EXERCISE INSTRUCTIONS
Return the lines below exactly as they appear, leaving out the pictures.

SOURCE DATA

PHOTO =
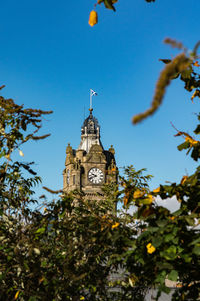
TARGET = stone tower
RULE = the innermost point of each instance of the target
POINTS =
(90, 166)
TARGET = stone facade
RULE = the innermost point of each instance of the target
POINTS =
(89, 167)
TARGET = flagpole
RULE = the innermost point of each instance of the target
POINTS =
(90, 99)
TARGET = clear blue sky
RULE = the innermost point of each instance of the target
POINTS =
(50, 57)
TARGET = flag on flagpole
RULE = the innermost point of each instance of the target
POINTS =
(93, 92)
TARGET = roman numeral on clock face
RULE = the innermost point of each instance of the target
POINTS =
(95, 175)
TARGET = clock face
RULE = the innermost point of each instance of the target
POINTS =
(68, 175)
(95, 175)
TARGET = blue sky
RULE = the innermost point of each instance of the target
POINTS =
(50, 57)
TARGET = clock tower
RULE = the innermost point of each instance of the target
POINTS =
(89, 167)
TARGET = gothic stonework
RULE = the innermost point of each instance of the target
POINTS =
(90, 166)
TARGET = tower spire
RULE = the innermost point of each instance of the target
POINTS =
(92, 93)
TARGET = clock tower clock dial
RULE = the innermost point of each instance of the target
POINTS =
(95, 175)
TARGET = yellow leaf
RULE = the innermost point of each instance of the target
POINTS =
(17, 294)
(156, 190)
(149, 199)
(125, 200)
(183, 180)
(115, 225)
(196, 64)
(150, 248)
(93, 18)
(21, 153)
(138, 194)
(191, 141)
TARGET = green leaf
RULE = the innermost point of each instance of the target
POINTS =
(184, 145)
(196, 250)
(197, 130)
(173, 275)
(40, 231)
(162, 223)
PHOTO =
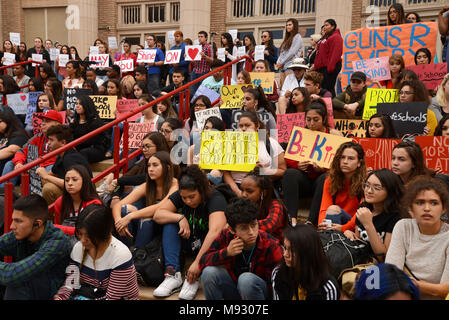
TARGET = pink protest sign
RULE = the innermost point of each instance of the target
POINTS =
(430, 74)
(128, 105)
(376, 69)
(286, 122)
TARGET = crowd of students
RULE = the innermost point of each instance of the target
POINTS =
(241, 229)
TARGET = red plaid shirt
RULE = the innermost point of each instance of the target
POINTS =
(203, 66)
(267, 255)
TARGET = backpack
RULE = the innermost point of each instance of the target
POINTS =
(149, 262)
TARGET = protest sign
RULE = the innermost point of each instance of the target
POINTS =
(377, 69)
(229, 150)
(18, 102)
(63, 59)
(286, 122)
(314, 146)
(351, 128)
(14, 37)
(403, 39)
(203, 90)
(127, 105)
(263, 79)
(172, 56)
(232, 96)
(106, 106)
(375, 96)
(202, 115)
(430, 74)
(101, 60)
(193, 53)
(377, 151)
(125, 65)
(410, 117)
(435, 151)
(146, 55)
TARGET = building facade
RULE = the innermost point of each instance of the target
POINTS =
(80, 22)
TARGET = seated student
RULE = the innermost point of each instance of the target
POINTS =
(78, 193)
(272, 216)
(12, 137)
(271, 154)
(414, 91)
(421, 244)
(201, 220)
(133, 214)
(35, 148)
(343, 188)
(380, 126)
(99, 261)
(349, 104)
(303, 179)
(87, 120)
(379, 212)
(304, 274)
(40, 252)
(395, 284)
(239, 262)
(53, 180)
(312, 82)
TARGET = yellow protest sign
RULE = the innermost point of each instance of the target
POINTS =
(106, 106)
(232, 96)
(263, 79)
(375, 96)
(314, 146)
(229, 150)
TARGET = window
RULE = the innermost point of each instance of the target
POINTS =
(272, 7)
(131, 14)
(156, 13)
(243, 8)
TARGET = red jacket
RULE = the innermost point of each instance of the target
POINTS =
(329, 51)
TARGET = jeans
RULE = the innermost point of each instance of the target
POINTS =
(218, 285)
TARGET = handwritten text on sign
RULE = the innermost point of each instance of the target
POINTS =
(316, 147)
(232, 96)
(430, 74)
(376, 69)
(229, 150)
(375, 96)
(263, 79)
(286, 122)
(106, 106)
(403, 39)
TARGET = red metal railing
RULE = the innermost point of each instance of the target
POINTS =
(118, 163)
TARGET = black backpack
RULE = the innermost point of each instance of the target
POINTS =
(149, 262)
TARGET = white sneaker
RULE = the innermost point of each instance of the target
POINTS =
(188, 291)
(170, 285)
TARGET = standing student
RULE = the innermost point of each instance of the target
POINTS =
(240, 260)
(343, 188)
(421, 244)
(304, 274)
(290, 49)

TASK OUTPUT
PHOTO =
TARGET = stone tower
RULE = the innermost point of each instance of the target
POINTS =
(90, 166)
TARGET = stone facade
RULE = the innermost point of each instance of the target
POINTS =
(89, 167)
TARGET = flagpole
RULE = the innermost point of each instance of the target
POINTS =
(90, 99)
TARGET = clear blue sky
RULE = the innermost point of each instance of the target
POINTS =
(50, 57)
TARGET = flag on flagpole
RULE = the innermost point of each instance of the target
POINTS =
(93, 92)
TARGET = roman numeral on clock face
RULE = the innermost point of each instance of the target
POINTS =
(95, 175)
TARGET = clock face
RULE = the innermost point of each instance of the target
POINTS =
(68, 175)
(95, 175)
TARGET = blue sky
RULE = the innermost point of each instance of the target
POINTS =
(50, 57)
TARGET = clock tower
RULE = the innermost point of each instance of the target
POINTS =
(89, 167)
TARGET = gothic stonework
RULE = the innermost point of each instance of the target
POINTS =
(90, 166)
TARGET = tower spire
RULE = the innermost point of each instance of the target
POINTS =
(92, 93)
TARGET = clock tower clock dial
RULE = the innermost point of each instance of the target
POINTS =
(95, 175)
TARGET = yellow leaf
RULE = the innermost point of each instance of the target
POINTS =
(17, 294)
(156, 190)
(149, 199)
(125, 200)
(183, 180)
(115, 225)
(196, 64)
(150, 248)
(93, 18)
(21, 153)
(138, 194)
(191, 141)
TARGET = green leaf
RULE = the innermost point of each instance of the target
POINTS =
(184, 145)
(196, 250)
(197, 130)
(173, 275)
(40, 231)
(162, 223)
PHOTO =
TARGET = pink protest sign
RULE = the innermost point of each instance of the target
POINTS =
(430, 74)
(128, 105)
(376, 69)
(286, 122)
TARGET = crowd of students
RULE = the innermost point of each instance of the target
POINTS =
(241, 229)
TARGET = red plaid shirt
RULE = the innermost point of each instance of the target
POINTS =
(203, 66)
(267, 255)
TARGET = backpack
RULE = the innermost point of each instance of the target
POINTS =
(149, 262)
TARGET = protest sign
RULE = the innermost point of each instance of the target
POINTS =
(377, 69)
(229, 150)
(18, 102)
(63, 59)
(286, 122)
(314, 146)
(351, 128)
(14, 37)
(403, 39)
(203, 90)
(127, 105)
(263, 79)
(172, 56)
(232, 96)
(106, 106)
(375, 96)
(202, 115)
(430, 74)
(101, 60)
(193, 53)
(377, 151)
(125, 65)
(410, 117)
(435, 151)
(146, 55)
TARGET = building facade
RULE = the innermost point of each instance of the target
POINTS =
(80, 22)
TARGET = seated student
RULE = the innermost point of each instance of the target
POINTS =
(78, 193)
(272, 216)
(12, 137)
(271, 154)
(414, 91)
(421, 244)
(201, 220)
(133, 214)
(35, 148)
(343, 188)
(380, 126)
(99, 261)
(349, 104)
(303, 179)
(87, 120)
(379, 212)
(304, 274)
(40, 252)
(395, 284)
(239, 262)
(53, 180)
(312, 82)
TARGET = yellow protest sign
RULE = the innermost point of each instance of the target
POINTS =
(106, 106)
(232, 96)
(263, 79)
(375, 96)
(314, 146)
(229, 150)
TARGET = window
RULE = the innermost point of each instance of the target
POINTS =
(272, 7)
(131, 14)
(156, 13)
(243, 8)
TARGET = red jacket
RULE = the innermost point of each instance of the target
POINTS =
(329, 51)
TARGET = jeans
RULE = the innermost point of each instance of the target
POINTS =
(218, 285)
TARGET = handwritten text on sign
RULE = the innermost point of each instance of the target
POINTS =
(316, 147)
(232, 96)
(430, 74)
(376, 69)
(229, 150)
(375, 96)
(263, 79)
(286, 122)
(106, 106)
(403, 39)
TARGET = red metal railing
RULE = the innermost point of each instance of the target
POINTS =
(118, 163)
TARGET = black backpack
RULE = the innermost point of each instance of the target
POINTS =
(149, 262)
TARGET = white sneaker
RULE = the innermost point of each instance of the target
POINTS =
(188, 291)
(170, 285)
TARGET = standing student
RULE = the innermost point of each instance of the target
POINTS =
(240, 260)
(343, 188)
(421, 244)
(304, 274)
(290, 49)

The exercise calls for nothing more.